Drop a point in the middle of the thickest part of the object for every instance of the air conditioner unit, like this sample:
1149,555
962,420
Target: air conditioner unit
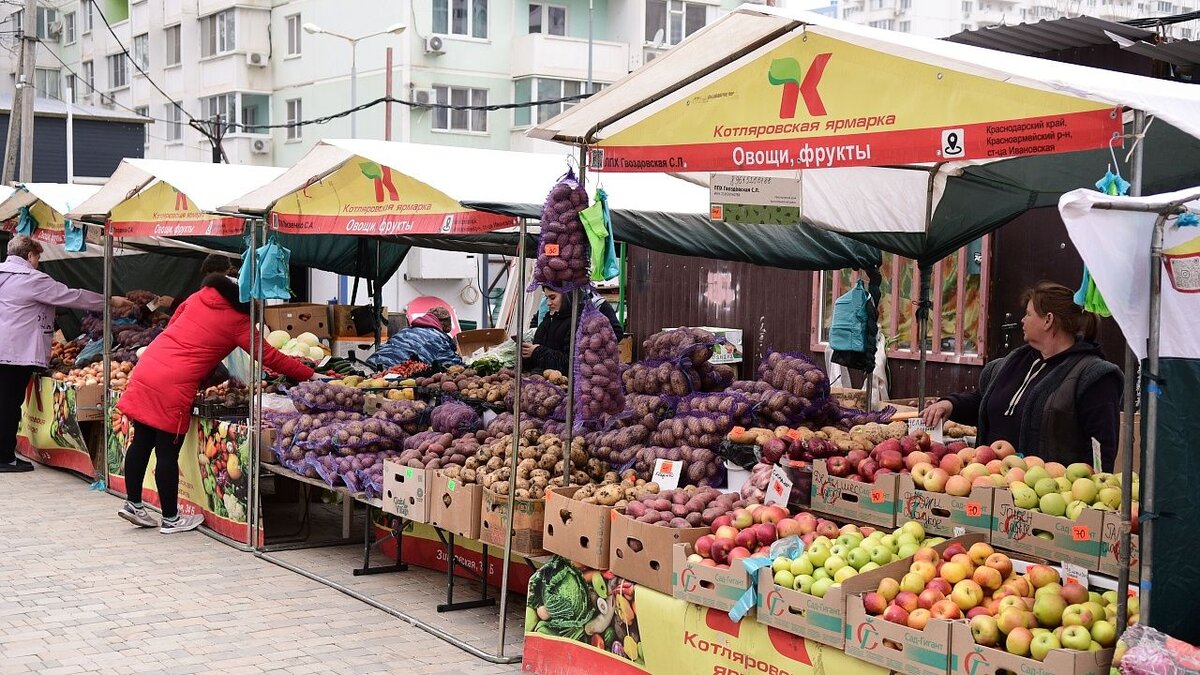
425,96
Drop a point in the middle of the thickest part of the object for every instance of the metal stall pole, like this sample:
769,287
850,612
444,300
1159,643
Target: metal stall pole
516,446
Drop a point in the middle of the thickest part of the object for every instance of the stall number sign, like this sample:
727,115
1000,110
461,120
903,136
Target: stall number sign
779,489
935,432
666,473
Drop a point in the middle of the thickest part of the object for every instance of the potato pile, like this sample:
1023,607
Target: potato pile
315,396
563,250
598,388
683,508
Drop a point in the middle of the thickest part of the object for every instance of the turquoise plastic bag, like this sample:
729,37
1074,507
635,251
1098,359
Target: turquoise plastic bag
274,279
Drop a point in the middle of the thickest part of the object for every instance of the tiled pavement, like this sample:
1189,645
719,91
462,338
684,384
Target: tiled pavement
82,591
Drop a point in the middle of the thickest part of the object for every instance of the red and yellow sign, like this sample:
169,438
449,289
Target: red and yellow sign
364,197
816,102
161,210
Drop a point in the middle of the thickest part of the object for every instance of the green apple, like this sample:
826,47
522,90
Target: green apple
1024,496
1042,644
1053,505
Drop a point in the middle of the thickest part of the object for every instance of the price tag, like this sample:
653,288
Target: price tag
779,489
666,473
1074,574
935,432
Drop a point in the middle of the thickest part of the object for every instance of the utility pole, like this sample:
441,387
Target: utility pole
21,117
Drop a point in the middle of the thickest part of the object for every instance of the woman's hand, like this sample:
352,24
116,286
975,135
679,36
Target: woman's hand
936,412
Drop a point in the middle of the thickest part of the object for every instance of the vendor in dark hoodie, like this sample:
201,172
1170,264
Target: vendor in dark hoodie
1050,396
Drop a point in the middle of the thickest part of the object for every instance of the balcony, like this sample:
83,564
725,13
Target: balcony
567,58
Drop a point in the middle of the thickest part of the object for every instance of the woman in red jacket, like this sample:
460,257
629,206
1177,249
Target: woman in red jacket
202,332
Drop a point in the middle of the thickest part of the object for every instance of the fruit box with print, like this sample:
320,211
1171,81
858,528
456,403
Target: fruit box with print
528,521
1051,537
874,503
576,530
642,553
1110,549
969,658
945,514
406,491
455,506
825,619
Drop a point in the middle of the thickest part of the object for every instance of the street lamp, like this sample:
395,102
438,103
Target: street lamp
394,29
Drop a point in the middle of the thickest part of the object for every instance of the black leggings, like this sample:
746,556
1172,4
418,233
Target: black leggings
166,473
13,382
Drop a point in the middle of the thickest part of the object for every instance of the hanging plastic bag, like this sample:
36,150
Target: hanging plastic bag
274,280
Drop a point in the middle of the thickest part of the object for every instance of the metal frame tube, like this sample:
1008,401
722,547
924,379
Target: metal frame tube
516,448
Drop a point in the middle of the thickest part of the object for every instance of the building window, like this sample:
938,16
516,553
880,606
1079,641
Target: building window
47,82
295,113
294,31
118,71
958,320
175,121
217,34
142,51
667,22
550,19
173,54
445,119
461,17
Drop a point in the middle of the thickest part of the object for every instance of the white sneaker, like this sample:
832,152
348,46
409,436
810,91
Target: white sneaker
137,515
184,524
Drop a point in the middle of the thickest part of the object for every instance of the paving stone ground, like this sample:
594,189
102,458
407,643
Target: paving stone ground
82,591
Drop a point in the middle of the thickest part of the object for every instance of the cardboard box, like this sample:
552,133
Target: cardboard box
299,317
455,506
89,402
897,647
703,585
969,658
1066,541
471,341
575,530
642,553
825,619
406,491
874,503
1110,549
528,523
945,514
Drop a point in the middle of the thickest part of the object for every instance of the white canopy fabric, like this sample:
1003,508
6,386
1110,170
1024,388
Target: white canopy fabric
1115,245
472,175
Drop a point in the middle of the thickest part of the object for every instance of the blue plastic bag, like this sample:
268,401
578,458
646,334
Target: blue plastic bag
273,281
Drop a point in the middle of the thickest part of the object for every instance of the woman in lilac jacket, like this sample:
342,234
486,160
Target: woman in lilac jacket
28,299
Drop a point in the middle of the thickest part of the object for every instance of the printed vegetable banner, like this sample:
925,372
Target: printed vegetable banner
585,620
49,431
213,476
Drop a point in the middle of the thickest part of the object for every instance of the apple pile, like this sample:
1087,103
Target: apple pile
745,532
834,554
1027,615
1053,489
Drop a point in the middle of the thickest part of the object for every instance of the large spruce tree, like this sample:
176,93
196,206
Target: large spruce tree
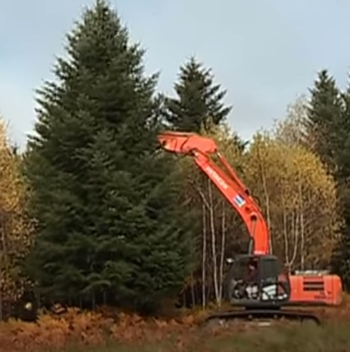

Stated problem> Set out the rows above as a Markdown table with the columns "No." and "Text," giving each line its own number and leaving out blank lines and the pictures.

Answer to this task>
| No. | Text |
|---|---|
| 1 | Drop a point in the middle of the thickest part of the object for every instance of the air conditioner unit, like this sample: |
| 2 | 1149,555 |
| 3 | 962,420 |
| 4 | Target: air conditioner unit |
| 5 | 425,96 |
| 6 | Drop a point in the middle of the thickest part of the object for every instance of the metal stall pole, like this sample: |
| 7 | 769,287 |
| 8 | 850,612 |
| 9 | 444,300 |
| 10 | 1159,643 |
| 11 | Target: metal stall pole |
| 12 | 516,446 |
| 13 | Drop a point in the middle of the thickest part of the object for every instance of the stall number sign, like this sample: |
| 14 | 727,115 |
| 15 | 1000,110 |
| 16 | 461,120 |
| 17 | 903,136 |
| 18 | Target: stall number sign |
| 19 | 779,489 |
| 20 | 935,432 |
| 21 | 666,473 |
| 22 | Drop a point in the middle of the thickest part of the object for every instance of the potato pile, like this sample: |
| 23 | 1023,607 |
| 24 | Target: potato pile |
| 25 | 315,396 |
| 26 | 563,250 |
| 27 | 598,388 |
| 28 | 683,508 |
| 29 | Drop a point in the middle of the thickest part of the object for every instance of the turquoise plastic bag, like this sample: |
| 30 | 729,37 |
| 31 | 1074,507 |
| 32 | 635,251 |
| 33 | 1098,359 |
| 34 | Target: turquoise plastic bag |
| 35 | 274,279 |
| 36 | Drop a point in the middle of the thickest part of the object for every instance of the tiled pavement, like this sample: |
| 37 | 1189,645 |
| 38 | 719,91 |
| 39 | 462,338 |
| 40 | 684,384 |
| 41 | Target: tiled pavement |
| 42 | 82,591 |
| 43 | Drop a point in the middle of the thickest part of the object for every instance of the red and yellow sign, like this sample: |
| 44 | 169,438 |
| 45 | 449,289 |
| 46 | Target: red and yellow sign |
| 47 | 364,197 |
| 48 | 816,102 |
| 49 | 161,210 |
| 50 | Drop a point in the middle of the thickest part of the object for every instance of the green apple, like this sample: |
| 51 | 826,47 |
| 52 | 522,90 |
| 53 | Target: green apple |
| 54 | 1024,496 |
| 55 | 1042,644 |
| 56 | 1053,505 |
| 57 | Drop a point in the middle of the thickest part of the object for every instance of the price tag, like this sample: |
| 58 | 653,288 |
| 59 | Target: price tag |
| 60 | 779,489 |
| 61 | 666,473 |
| 62 | 1074,574 |
| 63 | 935,432 |
| 64 | Drop a point in the middle of the thickest part of the object for every instance of the utility pole, like this sample: |
| 65 | 441,387 |
| 66 | Target: utility pole |
| 67 | 21,117 |
| 68 | Drop a point in the middle of the thickest part of the object for every instance of the woman's hand, like this sample: |
| 69 | 352,24 |
| 70 | 116,286 |
| 71 | 975,135 |
| 72 | 679,36 |
| 73 | Target: woman's hand |
| 74 | 936,412 |
| 75 | Drop a point in the middle of the thickest part of the object for every instance of the vendor in dark hoodie, like this sample: |
| 76 | 201,172 |
| 77 | 1170,264 |
| 78 | Target: vendor in dark hoodie |
| 79 | 1050,396 |
| 80 | Drop a point in the middle of the thickest part of the object for every instance of the balcony, like this sample: |
| 81 | 83,564 |
| 82 | 725,13 |
| 83 | Target: balcony |
| 84 | 567,58 |
| 85 | Drop a point in the middle of the thickest part of the object for every instance of the woman in red jacket, like this sample: |
| 86 | 460,257 |
| 87 | 629,206 |
| 88 | 1177,249 |
| 89 | Target: woman in red jacket |
| 90 | 202,332 |
| 91 | Drop a point in the middle of the thickest part of the object for every instance of the fruit box with print, like this sample: |
| 92 | 320,211 |
| 93 | 1171,81 |
| 94 | 858,528 |
| 95 | 456,403 |
| 96 | Target: fruit box with print |
| 97 | 528,521 |
| 98 | 1051,537 |
| 99 | 874,503 |
| 100 | 576,530 |
| 101 | 642,553 |
| 102 | 1110,549 |
| 103 | 969,658 |
| 104 | 945,514 |
| 105 | 406,491 |
| 106 | 455,506 |
| 107 | 825,619 |
| 108 | Drop a point in the middle of the thickest part of the object for every instance of the street lamp, like this sample: |
| 109 | 395,102 |
| 110 | 438,103 |
| 111 | Target: street lamp |
| 112 | 394,29 |
| 113 | Drop a point in the middle of the thickest part of the object for every instance of the black leggings, like this sample: |
| 114 | 746,556 |
| 115 | 1172,4 |
| 116 | 418,233 |
| 117 | Target: black leggings |
| 118 | 166,473 |
| 119 | 13,382 |
| 120 | Drop a point in the middle of the thickest part of the object for every instance of the hanging plastic bag, like this sample: |
| 121 | 36,150 |
| 122 | Target: hanging plastic bag |
| 123 | 274,280 |
| 124 | Drop a point in the middle of the thickest part of the object for every instance of the metal frame tube, like this sample: |
| 125 | 1008,401 |
| 126 | 722,547 |
| 127 | 924,379 |
| 128 | Target: metal frame tube |
| 129 | 516,448 |
| 130 | Drop a point in the middle of the thickest part of the object for every instance of the building window, like this sample: |
| 131 | 938,16 |
| 132 | 516,553 |
| 133 | 880,606 |
| 134 | 1079,641 |
| 135 | Target: building window |
| 136 | 47,82 |
| 137 | 295,113 |
| 138 | 294,31 |
| 139 | 118,71 |
| 140 | 958,320 |
| 141 | 175,121 |
| 142 | 217,34 |
| 143 | 142,51 |
| 144 | 667,22 |
| 145 | 550,19 |
| 146 | 173,54 |
| 147 | 445,119 |
| 148 | 461,17 |
| 149 | Drop a point in the middle of the thickest part of the object for every instance of the white sneaker, like this sample: |
| 150 | 832,152 |
| 151 | 348,46 |
| 152 | 409,436 |
| 153 | 810,91 |
| 154 | Target: white sneaker |
| 155 | 137,515 |
| 156 | 184,524 |
| 157 | Drop a point in the middle of the thickest part of the object for every instance of the paving stone ground, like this sample: |
| 158 | 594,189 |
| 159 | 102,458 |
| 160 | 407,643 |
| 161 | Target: paving stone ground |
| 162 | 82,591 |
| 163 | Drop a point in the middle of the thickest part of the object for every instance of the cardboard box, like this sample: |
| 164 | 552,133 |
| 165 | Target: cardboard box |
| 166 | 299,317 |
| 167 | 455,506 |
| 168 | 89,402 |
| 169 | 897,647 |
| 170 | 703,585 |
| 171 | 969,658 |
| 172 | 1066,541 |
| 173 | 471,341 |
| 174 | 575,530 |
| 175 | 642,553 |
| 176 | 825,619 |
| 177 | 406,491 |
| 178 | 874,503 |
| 179 | 1110,549 |
| 180 | 528,523 |
| 181 | 945,514 |
| 182 | Drop a point in the middle of the thickest part of the object for every instance of the white canopy fabric, like this sample: |
| 183 | 1003,508 |
| 184 | 6,386 |
| 185 | 1110,170 |
| 186 | 1024,388 |
| 187 | Target: white canopy fabric |
| 188 | 1115,245 |
| 189 | 472,175 |
| 190 | Drop a point in the middle of the thickest part of the object for every instance of the blue plastic bag, like this sample: |
| 191 | 268,401 |
| 192 | 578,458 |
| 193 | 646,334 |
| 194 | Target: blue plastic bag |
| 195 | 273,281 |
| 196 | Drop a point in the middle of the thickest part of the object for every instance of the woman in lilac jacket, like this sample: |
| 197 | 342,234 |
| 198 | 486,160 |
| 199 | Target: woman in lilac jacket |
| 200 | 28,299 |
| 201 | Drop a point in the middle of the thickest part of the object for every instance of the printed vegetable banner, like this sample: |
| 202 | 925,372 |
| 203 | Target: printed vegetable banner |
| 204 | 585,620 |
| 205 | 49,431 |
| 206 | 213,476 |
| 207 | Drop a point in the middle of the thickest part of the object for every instance of the apple pile, like this sample: |
| 208 | 1087,103 |
| 209 | Target: apple pile |
| 210 | 745,532 |
| 211 | 834,554 |
| 212 | 1027,615 |
| 213 | 1053,489 |
| 214 | Drop a point in the middle of the thickest part of the object for every instance of the large spruce tree, like this sample: |
| 215 | 176,93 |
| 216 | 196,206 |
| 217 | Target: large spruce tree |